Set exercise: Reproduce all of the entries below verbatim, leaving out the pictures.

[Excerpts from a location annotation dataset]
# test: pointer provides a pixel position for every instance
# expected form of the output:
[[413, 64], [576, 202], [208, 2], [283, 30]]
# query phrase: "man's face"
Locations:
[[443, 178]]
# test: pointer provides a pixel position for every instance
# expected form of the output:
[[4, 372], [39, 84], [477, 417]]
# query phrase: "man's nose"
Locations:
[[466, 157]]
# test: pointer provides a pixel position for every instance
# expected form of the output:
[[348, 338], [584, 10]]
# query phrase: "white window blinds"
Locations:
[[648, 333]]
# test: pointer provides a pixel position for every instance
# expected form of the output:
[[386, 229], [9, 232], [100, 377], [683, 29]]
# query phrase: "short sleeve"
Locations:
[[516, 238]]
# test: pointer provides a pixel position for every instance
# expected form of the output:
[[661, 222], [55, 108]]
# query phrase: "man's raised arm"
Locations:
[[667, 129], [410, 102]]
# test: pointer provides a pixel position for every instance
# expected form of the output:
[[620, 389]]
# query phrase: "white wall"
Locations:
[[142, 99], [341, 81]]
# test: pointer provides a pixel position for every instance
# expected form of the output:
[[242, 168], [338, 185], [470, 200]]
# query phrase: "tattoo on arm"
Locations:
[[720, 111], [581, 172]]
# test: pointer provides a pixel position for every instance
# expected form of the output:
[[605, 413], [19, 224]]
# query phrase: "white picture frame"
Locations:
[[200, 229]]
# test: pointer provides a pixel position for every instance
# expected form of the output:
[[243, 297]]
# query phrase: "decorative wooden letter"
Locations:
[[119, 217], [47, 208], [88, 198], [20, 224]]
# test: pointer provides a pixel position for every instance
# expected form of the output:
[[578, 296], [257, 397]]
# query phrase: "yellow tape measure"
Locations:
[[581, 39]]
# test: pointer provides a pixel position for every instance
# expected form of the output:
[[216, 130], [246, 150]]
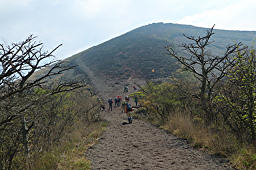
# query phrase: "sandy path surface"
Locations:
[[142, 146]]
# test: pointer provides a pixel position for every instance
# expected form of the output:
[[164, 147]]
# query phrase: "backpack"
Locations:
[[110, 101], [129, 107]]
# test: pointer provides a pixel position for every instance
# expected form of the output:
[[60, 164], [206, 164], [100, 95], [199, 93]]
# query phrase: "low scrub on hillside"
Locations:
[[38, 107], [219, 118], [172, 106]]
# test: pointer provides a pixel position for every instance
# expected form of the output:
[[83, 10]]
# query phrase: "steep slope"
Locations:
[[139, 51]]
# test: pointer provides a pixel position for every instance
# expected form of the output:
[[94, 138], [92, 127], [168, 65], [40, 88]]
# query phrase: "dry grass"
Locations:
[[221, 143], [70, 153], [182, 125]]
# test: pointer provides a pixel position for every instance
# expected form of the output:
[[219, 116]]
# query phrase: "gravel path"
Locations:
[[142, 146]]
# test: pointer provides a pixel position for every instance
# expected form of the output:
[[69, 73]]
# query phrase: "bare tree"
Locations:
[[18, 64], [207, 68]]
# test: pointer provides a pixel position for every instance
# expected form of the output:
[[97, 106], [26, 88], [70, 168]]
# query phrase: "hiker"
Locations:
[[119, 99], [110, 102], [134, 88], [128, 112], [125, 89], [126, 98], [115, 101], [136, 100]]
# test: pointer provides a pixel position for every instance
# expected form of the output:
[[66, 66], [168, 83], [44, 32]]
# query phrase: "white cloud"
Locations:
[[237, 16]]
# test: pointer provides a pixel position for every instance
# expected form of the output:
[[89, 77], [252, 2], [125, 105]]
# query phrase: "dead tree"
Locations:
[[207, 68], [18, 64]]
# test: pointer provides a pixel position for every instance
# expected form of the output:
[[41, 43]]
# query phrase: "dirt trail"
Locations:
[[142, 146]]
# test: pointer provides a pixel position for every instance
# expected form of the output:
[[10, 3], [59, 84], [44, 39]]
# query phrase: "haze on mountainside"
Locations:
[[137, 52]]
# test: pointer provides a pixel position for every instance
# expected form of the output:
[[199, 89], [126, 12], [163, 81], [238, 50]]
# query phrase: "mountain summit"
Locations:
[[141, 52]]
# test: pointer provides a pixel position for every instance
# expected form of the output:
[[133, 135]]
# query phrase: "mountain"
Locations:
[[136, 53]]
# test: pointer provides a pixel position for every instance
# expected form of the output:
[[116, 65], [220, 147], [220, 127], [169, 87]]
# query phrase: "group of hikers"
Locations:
[[126, 107]]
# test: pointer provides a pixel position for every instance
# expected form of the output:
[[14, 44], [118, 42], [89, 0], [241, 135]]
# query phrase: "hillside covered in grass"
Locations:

Answer for the task:
# test: pointer provides a pixel position for every instance
# expected form of the output:
[[413, 64], [576, 202], [208, 2], [283, 30]]
# query phrase: "man's face"
Locations:
[[443, 178]]
# test: pointer provides a pixel position for every instance
# expected form of the output:
[[4, 372], [39, 84], [477, 417]]
# query phrase: "man's nose"
Locations:
[[466, 157]]
# test: pointer provides a pixel position for every instance
# expected form of the output:
[[348, 338], [584, 10]]
# query phrase: "white window blinds"
Locations:
[[648, 333]]
# test: pointer provides a pixel position for every instance
# expected form of the output:
[[386, 229], [9, 232], [100, 377], [683, 29]]
# query phrase: "short sleeve"
Locations:
[[516, 238]]
# test: pointer provides a pixel position for every instance
# expected form of the output:
[[661, 222], [55, 108]]
# query phrase: "man's raised arm"
Locations:
[[667, 129], [410, 102]]
# test: pointer provides a pixel position for every instance
# expected form of the output:
[[620, 389]]
# query phrase: "white wall"
Locations:
[[142, 99], [341, 81]]
# test: pointer provides a pixel position for every instance
# expected form of the output:
[[242, 168], [338, 185], [470, 200]]
# query phrase: "tattoo on arm"
Locations:
[[720, 111], [581, 172]]
# test: pointer provides a pixel position for every instance
# expected form of the output:
[[605, 413], [19, 224]]
# query phrase: "white picture frame"
Locations:
[[200, 229]]
# test: pointer provides a pixel position for every instance
# expected form of the output:
[[243, 297]]
# query phrase: "decorative wooden letter"
Locations:
[[119, 217], [47, 208], [88, 198], [20, 224]]
# test: pointer provides a pixel position for every instance
# expected form of the output:
[[578, 296], [257, 397]]
# query phrase: "yellow tape measure"
Locations:
[[581, 39]]
# test: pointer provides a pixel position for every instance
# expected form of the output:
[[216, 130], [246, 150]]
# query phrase: "sandy path surface"
Locations:
[[142, 146]]
# test: pointer provides a pixel position for every instance
# expected form of the output:
[[164, 147]]
# query phrase: "backpack"
Locations:
[[110, 101], [129, 107]]
# test: pointer provides a pixel position for every instance
# expected form of the output:
[[60, 164], [206, 164], [100, 95], [199, 93]]
# query phrase: "low scrub on hillside"
Locations:
[[38, 107], [219, 118], [172, 106]]
# test: pointer provides a pixel position for every instance
# expected form of the output:
[[83, 10]]
# query phrase: "steep slope"
Locations:
[[139, 51]]
# test: pointer provides a pixel position for every instance
# expected form of the output:
[[94, 138], [92, 127], [168, 65], [40, 88]]
# query phrase: "dry grass"
Locations:
[[221, 143], [70, 153], [182, 125]]
# test: pointer provides a pixel position for every instance
# expected form of the output:
[[219, 116]]
# query phrase: "gravel path"
Locations:
[[142, 146]]
# test: pointer provides a pixel position for every instance
# expected form of the output:
[[69, 73]]
# query phrase: "bare tree"
Locations:
[[18, 64], [207, 68]]
# test: pointer provides a pixel position for every instance
# expected form of the output:
[[97, 106], [26, 88], [70, 168]]
# query phrase: "hiker"
Locations:
[[119, 99], [110, 102], [134, 88], [128, 112], [125, 89], [126, 98], [115, 101], [136, 100]]
# test: pointer provides a pixel position for every instance
# expected form of the output:
[[66, 66], [168, 83], [44, 32]]
# query phrase: "white cloud"
Locations:
[[237, 16]]
# test: pointer provides a pixel position for every instance
# expected form of the output:
[[89, 77], [252, 2], [125, 105]]
# query phrase: "dead tree"
Locations:
[[207, 68], [18, 64]]
# test: pointer provides a pixel position for every instance
# expected form of the output:
[[41, 43]]
# query phrase: "dirt trail"
Locations:
[[142, 146]]
# test: pointer provides a pixel position for every instance
# expected form of the output:
[[10, 3], [59, 84], [44, 39]]
# query phrase: "haze on mountainside"
Locations:
[[137, 52]]
# test: pointer provides a pixel position for every instance
# expected form of the output:
[[199, 89], [126, 12], [163, 81], [238, 50]]
# query phrase: "mountain summit"
Locations:
[[141, 52]]
# test: pointer provides a pixel position for every instance
# expected form of the output:
[[133, 135]]
# query phrase: "mountain"
Locations:
[[136, 53]]
# test: pointer provides a pixel position for every instance
# expected form of the output:
[[116, 65], [220, 147], [220, 127], [169, 87]]
# query phrase: "group of hikers"
Locations:
[[126, 107]]
# test: pointer provides a pixel position for every instance
# expected form of the output:
[[14, 44], [118, 42], [89, 0], [241, 135]]
# query phrase: "hillside covered in grass"
Locations:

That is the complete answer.